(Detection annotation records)
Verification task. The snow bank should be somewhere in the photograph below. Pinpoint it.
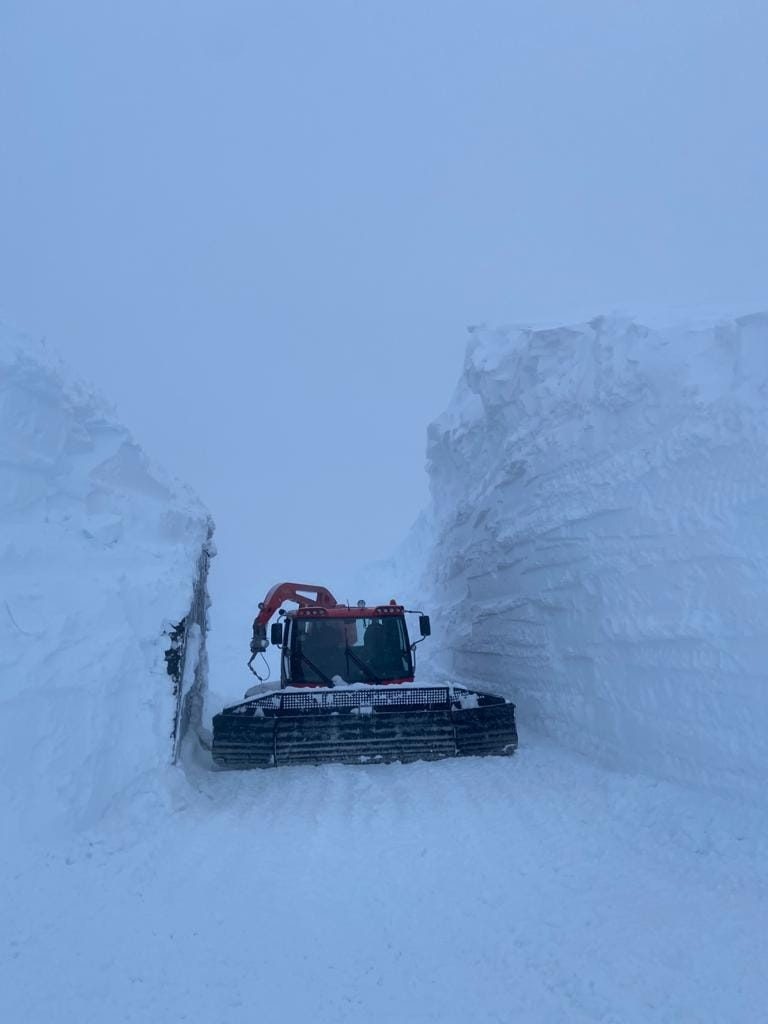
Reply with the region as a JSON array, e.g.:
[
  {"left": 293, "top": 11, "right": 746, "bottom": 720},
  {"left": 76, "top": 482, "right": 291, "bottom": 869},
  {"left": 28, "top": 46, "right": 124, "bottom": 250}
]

## What the exercise asks
Output every line of the records above word for word, leaving out the pictures.

## Full output
Verification task. The snow bank should be somewhere in the photograph below. Pinpoint it.
Reply with the region as a JSON array, e.g.:
[
  {"left": 293, "top": 11, "right": 746, "bottom": 720},
  {"left": 76, "top": 482, "right": 291, "bottom": 869},
  {"left": 28, "top": 46, "right": 124, "bottom": 250}
]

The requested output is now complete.